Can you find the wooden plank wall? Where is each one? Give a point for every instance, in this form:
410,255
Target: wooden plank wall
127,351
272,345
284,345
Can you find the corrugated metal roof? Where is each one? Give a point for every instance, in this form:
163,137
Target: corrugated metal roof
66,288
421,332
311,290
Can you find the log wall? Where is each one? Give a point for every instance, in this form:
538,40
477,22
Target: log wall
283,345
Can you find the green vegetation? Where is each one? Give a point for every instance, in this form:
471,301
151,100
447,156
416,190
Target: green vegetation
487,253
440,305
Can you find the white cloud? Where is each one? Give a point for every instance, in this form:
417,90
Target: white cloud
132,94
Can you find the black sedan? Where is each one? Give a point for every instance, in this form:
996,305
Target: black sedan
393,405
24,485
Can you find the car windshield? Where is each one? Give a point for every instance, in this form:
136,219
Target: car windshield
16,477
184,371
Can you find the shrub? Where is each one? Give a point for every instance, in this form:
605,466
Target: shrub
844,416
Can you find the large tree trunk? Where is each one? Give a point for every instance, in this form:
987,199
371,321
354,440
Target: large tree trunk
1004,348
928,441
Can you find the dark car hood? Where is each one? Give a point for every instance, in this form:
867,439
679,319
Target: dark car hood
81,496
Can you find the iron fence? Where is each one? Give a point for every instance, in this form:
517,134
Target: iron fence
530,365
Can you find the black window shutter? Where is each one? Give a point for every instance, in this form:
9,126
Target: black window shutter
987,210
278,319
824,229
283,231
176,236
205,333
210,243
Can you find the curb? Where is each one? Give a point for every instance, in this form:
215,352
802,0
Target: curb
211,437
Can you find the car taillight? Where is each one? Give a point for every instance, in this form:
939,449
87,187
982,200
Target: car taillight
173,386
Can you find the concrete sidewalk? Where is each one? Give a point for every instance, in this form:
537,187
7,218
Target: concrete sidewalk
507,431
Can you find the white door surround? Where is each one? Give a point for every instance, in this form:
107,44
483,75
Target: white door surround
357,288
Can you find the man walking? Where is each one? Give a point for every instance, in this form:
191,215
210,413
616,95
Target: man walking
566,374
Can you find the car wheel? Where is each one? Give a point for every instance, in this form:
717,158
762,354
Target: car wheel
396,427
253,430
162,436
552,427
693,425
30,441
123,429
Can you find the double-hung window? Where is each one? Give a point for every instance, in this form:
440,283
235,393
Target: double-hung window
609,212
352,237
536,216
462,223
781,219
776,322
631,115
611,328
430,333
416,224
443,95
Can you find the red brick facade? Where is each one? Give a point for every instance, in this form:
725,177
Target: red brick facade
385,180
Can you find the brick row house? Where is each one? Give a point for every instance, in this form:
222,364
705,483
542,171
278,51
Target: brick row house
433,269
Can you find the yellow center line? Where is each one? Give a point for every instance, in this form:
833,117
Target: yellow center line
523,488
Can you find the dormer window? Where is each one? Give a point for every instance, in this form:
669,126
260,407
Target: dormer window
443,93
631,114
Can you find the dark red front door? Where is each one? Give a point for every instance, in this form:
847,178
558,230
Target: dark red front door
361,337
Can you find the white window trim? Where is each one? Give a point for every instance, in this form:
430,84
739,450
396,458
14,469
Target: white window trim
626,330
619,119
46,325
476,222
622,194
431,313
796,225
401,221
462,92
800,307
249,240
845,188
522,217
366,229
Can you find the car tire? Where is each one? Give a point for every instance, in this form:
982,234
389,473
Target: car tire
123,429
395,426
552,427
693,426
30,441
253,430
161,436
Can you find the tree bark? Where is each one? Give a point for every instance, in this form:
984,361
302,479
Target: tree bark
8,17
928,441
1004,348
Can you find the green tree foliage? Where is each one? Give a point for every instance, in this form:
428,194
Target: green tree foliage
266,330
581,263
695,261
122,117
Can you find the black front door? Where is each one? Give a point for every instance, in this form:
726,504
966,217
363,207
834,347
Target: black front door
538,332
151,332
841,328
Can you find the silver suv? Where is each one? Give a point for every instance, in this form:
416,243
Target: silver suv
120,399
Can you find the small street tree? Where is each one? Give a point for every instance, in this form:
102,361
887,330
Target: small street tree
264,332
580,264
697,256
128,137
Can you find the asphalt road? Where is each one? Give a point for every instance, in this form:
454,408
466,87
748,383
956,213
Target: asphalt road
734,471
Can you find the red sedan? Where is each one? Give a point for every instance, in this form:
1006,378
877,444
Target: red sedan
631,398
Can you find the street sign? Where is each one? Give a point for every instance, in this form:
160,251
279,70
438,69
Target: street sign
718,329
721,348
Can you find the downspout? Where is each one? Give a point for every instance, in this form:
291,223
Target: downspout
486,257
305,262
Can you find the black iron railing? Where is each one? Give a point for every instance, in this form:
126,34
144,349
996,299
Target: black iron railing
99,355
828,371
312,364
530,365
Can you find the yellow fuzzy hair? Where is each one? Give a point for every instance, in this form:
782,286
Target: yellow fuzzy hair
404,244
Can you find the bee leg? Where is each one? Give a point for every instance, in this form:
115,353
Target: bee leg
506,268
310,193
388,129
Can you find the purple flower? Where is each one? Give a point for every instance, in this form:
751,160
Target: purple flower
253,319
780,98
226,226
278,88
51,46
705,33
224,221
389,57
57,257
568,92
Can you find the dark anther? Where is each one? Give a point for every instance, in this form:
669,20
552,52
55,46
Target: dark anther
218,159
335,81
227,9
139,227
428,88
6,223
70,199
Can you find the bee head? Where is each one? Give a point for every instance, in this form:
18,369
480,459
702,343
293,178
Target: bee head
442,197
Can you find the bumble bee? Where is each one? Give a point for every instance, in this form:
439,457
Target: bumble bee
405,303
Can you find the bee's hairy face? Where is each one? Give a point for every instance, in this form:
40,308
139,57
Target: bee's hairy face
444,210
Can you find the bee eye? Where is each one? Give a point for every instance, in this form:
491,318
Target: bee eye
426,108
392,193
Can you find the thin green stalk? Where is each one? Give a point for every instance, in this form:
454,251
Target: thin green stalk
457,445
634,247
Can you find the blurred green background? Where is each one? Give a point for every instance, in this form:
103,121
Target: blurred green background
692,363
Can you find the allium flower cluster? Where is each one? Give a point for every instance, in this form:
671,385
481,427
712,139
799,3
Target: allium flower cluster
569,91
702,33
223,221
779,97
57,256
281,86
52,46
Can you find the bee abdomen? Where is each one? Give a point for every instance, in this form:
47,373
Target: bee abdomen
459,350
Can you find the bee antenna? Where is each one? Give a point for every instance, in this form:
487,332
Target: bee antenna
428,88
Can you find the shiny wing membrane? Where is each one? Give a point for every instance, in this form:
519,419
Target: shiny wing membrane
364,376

# Stated problem
Print the listing above in full, exactly as it is.

# Exercise solution
Can you find the wooden plank wall? Where is each one? Give a point for every instance, in this form:
410,255
Target: wooden plank wall
127,351
272,345
284,345
Can you find the corrugated metal roof? Where is each one? Give a point for every instance, in this form:
163,137
Target: corrugated metal roof
66,288
421,332
311,290
Can you find the log wall? Where is each one? Give a point for every instance, in this form:
538,40
477,22
Target: log wall
283,345
Can you find the green vegetation? Where is each one? Give a point for every instance, in this form:
471,301
151,100
447,156
416,190
Target: green vegetation
487,253
440,305
Can you find the white cloud? Where is each one? Give a point for every instance, in this form:
417,90
Target: white cloud
132,94
Can you find the black sedan? Where is each one? Give a point for every instance, in this form:
996,305
Target: black sedan
393,405
24,485
Can you find the car windshield? Where is each one? Give a point for every instance, in this form:
136,219
Target: car windshield
16,477
184,371
Can you find the shrub? Where is each one? Give a point for every instance, in this form:
605,466
Target: shrub
844,416
Can you find the large tree trunk? Where is each one? Give a point for every instance, in this form:
987,199
371,321
354,440
Target: large tree trunk
1004,348
928,441
Can you find the dark car hood? Where is each one? Give a point for every instance, in this form:
867,439
679,319
Target: dark car hood
81,496
Can you find the iron fence? Where is each one? Give a point for every instance, in this form:
517,134
Target: iron fence
530,365
Can you find the black window shutter? Where is each one? Give a point for every instance, in this form:
9,126
Target: black window shutter
987,210
278,319
824,229
283,231
176,236
205,333
210,243
Can you find the curb? Where is each one? Give a point for every instance, in this form:
215,352
802,0
Target: curb
211,437
Can you find the car taillight? Where is each one? Give a point for every instance, in this form:
939,449
87,187
982,200
Target: car taillight
173,386
Can you find the concrete sidewalk? Where is each one? Give a point for every instance, in this form:
537,187
7,218
Target: concrete sidewalk
507,431
Can you find the white door surround? Where is each one? Give a point for every instance, in this form:
107,44
483,75
Target: white door surround
357,288
Can you find the man walking? Where is each one? Give a point for every instance, in this form:
191,215
210,413
616,95
Target: man walking
566,374
Can you find the car wheel? Where is each one? Give a point for every instance, in this form:
717,158
762,354
Target: car wheel
396,427
253,430
162,436
552,427
693,425
30,441
123,429
Can you find the double-hung window? Where is each one? Give a point for every instance, in this form:
440,283
235,393
Target: double-hung window
609,212
352,237
536,216
462,223
781,219
776,322
631,115
611,328
430,333
416,224
443,95
Can you find the red brick facade? Where is each one? Give a point for every instance, in this form:
725,177
Target: red brick facade
385,180
Can you find the brick row house? Where is each one? Give a point for every instance, in this form:
222,364
705,483
542,171
278,51
Target: brick row house
433,269
Can you find the yellow center line? Where is each one? Give a point for every instance, in this form:
833,117
Target: yellow center line
523,488
Can you find the dormer window? Where is each one? Give a point for every instance, in this form:
669,126
260,407
Target: dormer window
443,93
631,114
Can you find the dark red front door? Where is each one? Give a point for every instance, in this form:
847,178
558,230
Target: dark red front door
361,337
Can you find the white window trim? Where is each one? Give a point for every instance, in this form:
430,84
739,450
396,458
14,469
Target: white window trim
626,330
619,119
46,325
476,222
622,194
431,313
796,225
401,221
462,92
800,307
249,240
845,188
522,217
366,229
Can you find the car tire? Where is each one? Give a point for every instance, in this form:
982,234
389,473
Target: car tire
123,429
395,426
552,427
693,426
30,441
253,430
161,436
Can you find the tree bark? Where is each one? Give a point for every instance, in this form:
984,361
302,479
Target: tree bark
8,17
928,441
1004,348
Can you find the green tree foliage? Where is each one? Give a point for every instance, in this form:
428,194
Target: green tree foliage
266,330
581,263
695,261
122,117
Can you find the black front door? Where is each one? Give a point for every instance, in this form:
726,504
966,217
363,207
834,347
Target: black front door
538,332
151,332
841,328
Can you find the silver suv? Where is each one? Give a point for every instance, in this form:
416,243
Target: silver suv
120,399
Can you find the small street tree? Where is each one? Give a point for every instance, in this form:
102,361
887,330
Target: small street tree
264,332
580,264
697,256
128,137
Can you find the asphalt road? Where is each one? Give a point for every instance, in this form:
454,408
466,87
748,383
956,213
Target: asphalt road
734,471
Can you find the red sedan? Where is each one? Give a point for every instance, in this form:
1006,378
877,444
Target: red sedan
631,398
Can you find the street sign? Where is each one? Give a point for every instance, in this form:
160,251
279,70
438,69
Target: street sign
718,329
721,348
Can you find the downspout? Where is each one? Give a point for every instance, in this form:
291,223
Target: downspout
486,257
305,262
Can you find the black iron railing? Where is each one? Give a point for every instance, in this form:
126,34
144,349
996,299
Target: black iron railing
99,355
828,371
312,364
530,365
Can you find the yellow fuzzy hair? Where is each one? Give a point for every instance, in this form:
782,286
Target: yellow fuzzy hair
404,244
Can you find the bee leg? Where is each one? Give a point for every instance, in this form:
115,353
Target: bee leg
506,268
310,193
388,129
Can you find the purple flower? Where is each one? Give a point for every instance, in this form:
751,160
Target: purple flower
253,319
780,98
226,226
278,88
51,46
705,33
224,221
389,57
57,257
568,92
Can you find the dark anther? Where is each one? Give a point for every instance, in this form:
669,20
552,52
55,46
Target: dark anther
218,159
335,81
227,9
139,227
428,88
6,223
70,199
Can you find the bee head? Where is each one? Give a point for every instance, in this form:
18,369
480,459
702,343
293,178
Target: bee head
442,197
Can you find the bumble bee? Where is each one? Give a point for every instance, in this form:
439,457
Target: bumble bee
405,303
Can you find the bee's hairy face? Where is each one? Give a point for every instance, in this form:
40,308
139,57
Target: bee's hairy face
444,210
Can you find the bee eye? Where is each one? Give a point for every instance, in this form:
491,318
Target: bee eye
426,108
392,193
Can you find the thin green stalk? Where is each one? Give a point for every instance, in this form:
454,251
Target: thin green stalk
457,445
634,247
Can you find the blurred green background? Where is each one? Give a point for every instance, in this form:
103,121
Target: blurred green background
692,363
Can you find the allium flower cluster? Where is each one? Give a point for every instance, in this form:
671,385
481,427
712,139
799,3
Target: allium flower cluster
569,91
702,33
223,221
779,97
57,256
281,86
52,46
Can you find the bee abdomen? Where is each one? Give a point for every instance, in this form:
47,373
Target: bee abdomen
459,350
Can you find the bee antenna? Where is each one? Give a point for every instance, in this form:
487,332
Target: bee antenna
428,88
Can you find the shiny wing membrane? Where is each one? Give a point for every instance, in this form:
519,419
Target: shiny wing membrane
364,376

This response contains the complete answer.